Stored entries:

※

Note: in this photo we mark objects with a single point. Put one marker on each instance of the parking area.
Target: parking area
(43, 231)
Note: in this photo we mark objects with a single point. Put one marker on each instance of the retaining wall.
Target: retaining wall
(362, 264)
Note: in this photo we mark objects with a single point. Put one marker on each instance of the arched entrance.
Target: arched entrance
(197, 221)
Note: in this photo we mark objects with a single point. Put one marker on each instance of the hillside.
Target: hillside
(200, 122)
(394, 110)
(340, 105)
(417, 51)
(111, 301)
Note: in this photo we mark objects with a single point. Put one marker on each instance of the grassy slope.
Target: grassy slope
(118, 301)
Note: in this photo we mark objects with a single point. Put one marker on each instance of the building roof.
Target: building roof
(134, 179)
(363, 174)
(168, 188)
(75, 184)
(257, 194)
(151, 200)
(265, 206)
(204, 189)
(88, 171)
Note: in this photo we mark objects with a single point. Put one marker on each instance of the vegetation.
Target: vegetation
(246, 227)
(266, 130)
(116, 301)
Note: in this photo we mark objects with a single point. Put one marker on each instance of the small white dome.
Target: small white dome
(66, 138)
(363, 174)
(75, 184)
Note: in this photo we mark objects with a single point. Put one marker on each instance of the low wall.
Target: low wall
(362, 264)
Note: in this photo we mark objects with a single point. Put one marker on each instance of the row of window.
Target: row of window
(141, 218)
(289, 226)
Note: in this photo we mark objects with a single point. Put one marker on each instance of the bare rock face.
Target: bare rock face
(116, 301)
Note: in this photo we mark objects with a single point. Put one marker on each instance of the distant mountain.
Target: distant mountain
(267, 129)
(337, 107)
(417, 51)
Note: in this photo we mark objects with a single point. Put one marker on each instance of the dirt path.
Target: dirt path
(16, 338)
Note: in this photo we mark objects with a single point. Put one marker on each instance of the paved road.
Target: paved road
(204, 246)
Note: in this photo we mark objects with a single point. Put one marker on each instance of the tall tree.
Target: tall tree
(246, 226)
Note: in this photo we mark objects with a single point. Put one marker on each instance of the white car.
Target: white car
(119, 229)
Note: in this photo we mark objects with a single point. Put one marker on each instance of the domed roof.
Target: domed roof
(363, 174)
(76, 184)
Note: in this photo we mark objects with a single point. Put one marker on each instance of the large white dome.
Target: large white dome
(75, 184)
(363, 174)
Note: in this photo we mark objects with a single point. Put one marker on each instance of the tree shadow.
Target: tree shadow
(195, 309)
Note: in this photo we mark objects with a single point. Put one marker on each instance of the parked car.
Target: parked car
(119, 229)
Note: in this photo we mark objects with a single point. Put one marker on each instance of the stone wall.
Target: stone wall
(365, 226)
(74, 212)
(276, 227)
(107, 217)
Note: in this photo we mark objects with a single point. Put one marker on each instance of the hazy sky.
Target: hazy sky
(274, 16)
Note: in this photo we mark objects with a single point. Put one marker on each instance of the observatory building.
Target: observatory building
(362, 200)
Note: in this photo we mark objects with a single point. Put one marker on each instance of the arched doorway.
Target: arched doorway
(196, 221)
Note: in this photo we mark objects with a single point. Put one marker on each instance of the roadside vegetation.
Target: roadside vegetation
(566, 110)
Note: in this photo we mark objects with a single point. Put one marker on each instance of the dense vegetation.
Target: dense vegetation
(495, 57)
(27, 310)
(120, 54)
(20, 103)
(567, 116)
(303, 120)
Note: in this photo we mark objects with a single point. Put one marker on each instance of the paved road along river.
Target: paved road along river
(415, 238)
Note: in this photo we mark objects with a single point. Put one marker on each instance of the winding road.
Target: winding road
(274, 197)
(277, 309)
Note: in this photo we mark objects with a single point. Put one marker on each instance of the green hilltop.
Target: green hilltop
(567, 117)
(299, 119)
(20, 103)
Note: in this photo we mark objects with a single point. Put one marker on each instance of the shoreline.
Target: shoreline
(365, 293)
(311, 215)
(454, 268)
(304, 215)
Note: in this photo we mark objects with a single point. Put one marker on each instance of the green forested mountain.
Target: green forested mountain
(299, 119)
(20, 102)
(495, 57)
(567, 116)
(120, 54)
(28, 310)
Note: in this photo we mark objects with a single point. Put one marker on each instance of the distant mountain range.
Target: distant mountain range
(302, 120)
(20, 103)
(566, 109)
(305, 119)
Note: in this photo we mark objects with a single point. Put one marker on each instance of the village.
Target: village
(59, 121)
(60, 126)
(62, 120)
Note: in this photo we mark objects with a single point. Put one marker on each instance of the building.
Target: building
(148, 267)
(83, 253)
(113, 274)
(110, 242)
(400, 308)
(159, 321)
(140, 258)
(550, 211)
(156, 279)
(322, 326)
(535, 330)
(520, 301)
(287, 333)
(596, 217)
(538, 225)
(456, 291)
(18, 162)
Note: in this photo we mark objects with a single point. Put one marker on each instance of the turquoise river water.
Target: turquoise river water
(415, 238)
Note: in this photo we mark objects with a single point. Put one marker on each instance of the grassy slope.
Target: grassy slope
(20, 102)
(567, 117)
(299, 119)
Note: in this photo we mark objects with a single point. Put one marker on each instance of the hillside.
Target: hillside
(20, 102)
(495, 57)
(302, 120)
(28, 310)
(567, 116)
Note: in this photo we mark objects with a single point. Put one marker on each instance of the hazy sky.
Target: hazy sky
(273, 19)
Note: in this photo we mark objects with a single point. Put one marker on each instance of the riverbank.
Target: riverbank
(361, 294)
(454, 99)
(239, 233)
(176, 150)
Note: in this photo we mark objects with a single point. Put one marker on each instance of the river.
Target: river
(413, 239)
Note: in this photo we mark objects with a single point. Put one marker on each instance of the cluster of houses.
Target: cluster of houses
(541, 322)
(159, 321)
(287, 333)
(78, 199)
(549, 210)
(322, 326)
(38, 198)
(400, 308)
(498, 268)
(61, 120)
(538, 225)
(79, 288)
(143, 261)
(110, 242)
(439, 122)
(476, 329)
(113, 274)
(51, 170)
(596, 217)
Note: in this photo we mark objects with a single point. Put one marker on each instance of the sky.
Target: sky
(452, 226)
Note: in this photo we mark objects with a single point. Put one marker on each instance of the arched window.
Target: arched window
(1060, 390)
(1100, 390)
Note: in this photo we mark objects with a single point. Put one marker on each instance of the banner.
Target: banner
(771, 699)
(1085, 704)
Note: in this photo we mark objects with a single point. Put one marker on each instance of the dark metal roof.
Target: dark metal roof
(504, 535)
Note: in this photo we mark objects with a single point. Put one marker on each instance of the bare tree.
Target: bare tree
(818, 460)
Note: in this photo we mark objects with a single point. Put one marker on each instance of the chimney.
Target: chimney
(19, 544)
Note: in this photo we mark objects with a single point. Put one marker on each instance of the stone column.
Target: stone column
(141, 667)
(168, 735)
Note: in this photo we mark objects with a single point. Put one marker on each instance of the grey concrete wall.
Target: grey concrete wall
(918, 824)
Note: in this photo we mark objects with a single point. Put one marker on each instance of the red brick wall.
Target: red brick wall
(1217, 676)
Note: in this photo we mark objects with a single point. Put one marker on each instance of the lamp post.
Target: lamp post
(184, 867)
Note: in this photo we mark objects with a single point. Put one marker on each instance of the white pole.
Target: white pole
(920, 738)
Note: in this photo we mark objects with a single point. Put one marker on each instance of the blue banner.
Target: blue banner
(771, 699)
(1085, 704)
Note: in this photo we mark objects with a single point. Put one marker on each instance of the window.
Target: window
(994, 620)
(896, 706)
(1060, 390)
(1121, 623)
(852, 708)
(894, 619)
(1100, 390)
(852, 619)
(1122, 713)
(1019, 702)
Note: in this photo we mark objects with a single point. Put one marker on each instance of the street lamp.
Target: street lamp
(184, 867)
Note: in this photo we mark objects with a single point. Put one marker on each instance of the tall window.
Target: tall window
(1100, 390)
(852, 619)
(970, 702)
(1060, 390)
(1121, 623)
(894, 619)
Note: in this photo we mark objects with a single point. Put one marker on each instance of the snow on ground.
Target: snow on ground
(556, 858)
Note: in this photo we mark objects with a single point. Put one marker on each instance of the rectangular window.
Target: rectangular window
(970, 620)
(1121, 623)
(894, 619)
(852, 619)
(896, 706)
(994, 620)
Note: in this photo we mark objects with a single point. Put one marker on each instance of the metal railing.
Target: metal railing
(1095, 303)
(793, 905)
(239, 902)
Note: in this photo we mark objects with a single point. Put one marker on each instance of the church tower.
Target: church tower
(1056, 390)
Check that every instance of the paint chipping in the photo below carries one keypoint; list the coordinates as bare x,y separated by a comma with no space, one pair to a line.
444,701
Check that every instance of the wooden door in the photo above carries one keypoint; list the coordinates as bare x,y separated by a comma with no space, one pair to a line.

※

Make an exact copy of each line, beginning at the one containing "the lamp post." and ending with the last line of the data, and of no other line.

Note: in this photo we mark objects with a single point. Put one marker on each instance of the lamp post.
Target: lamp post
(184, 867)
Note: in this photo we mark objects with a single point. Put one marker on each instance of the white pole.
Target: white pole
(920, 738)
Note: in this photo we mark objects with a single point. Put one marker on each instance of the blue banner.
Target: blue banner
(771, 699)
(1085, 704)
Note: in this photo we mark objects with a single point. Put one marker on each instance of the window.
Target: window
(994, 620)
(896, 706)
(1060, 390)
(1121, 623)
(852, 708)
(894, 619)
(1100, 390)
(852, 619)
(1122, 713)
(1019, 702)
Note: in this photo we mark objects with a single point. Put one marker on each instance of the street lamp.
Target: street lamp
(184, 867)
Note: in this photo we mark objects with a single point. Put one marker on each instance of the tall window.
Target: tall window
(1100, 390)
(852, 619)
(970, 702)
(1060, 390)
(1121, 623)
(894, 619)
Note: in this photo we mark objects with a single point. Put one marker on each instance of the snow on ground.
Target: snow on ground
(556, 858)
Note: in this photo we mark objects with a single point. Put one marker on each instance of the rectangular window.
Target: rectangular window
(970, 620)
(1121, 623)
(894, 619)
(852, 619)
(896, 706)
(994, 620)
Note: in this photo we mark objects with a single point. Put one marker on each instance of the metal railing.
Target: metal railing
(1095, 303)
(793, 905)
(239, 902)
Note: in this photo we mark objects with a single point. Put one marker on each instance of the church tower.
Target: church tower
(1056, 390)
Check that every instance of the paint chipping in the photo below carries one keypoint; list the coordinates as bare x,y separated by a comma with no space, one pair to a line.
444,701
Check that every instance of the wooden door in the photo above carries one keypoint; list the coordinates as bare x,y separated by a comma with no space, one pair to a line.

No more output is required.